● EXERCISE REQUIREMENTS
Copy out each of the entries below word for word, with nothing changed.

## START AVAILABLE RECORDS

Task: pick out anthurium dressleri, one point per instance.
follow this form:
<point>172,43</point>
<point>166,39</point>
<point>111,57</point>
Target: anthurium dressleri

## END AVAILABLE RECORDS

● FINISHED ANSWER
Task: pick out anthurium dressleri, one point per instance.
follow this form:
<point>172,43</point>
<point>166,39</point>
<point>111,57</point>
Target: anthurium dressleri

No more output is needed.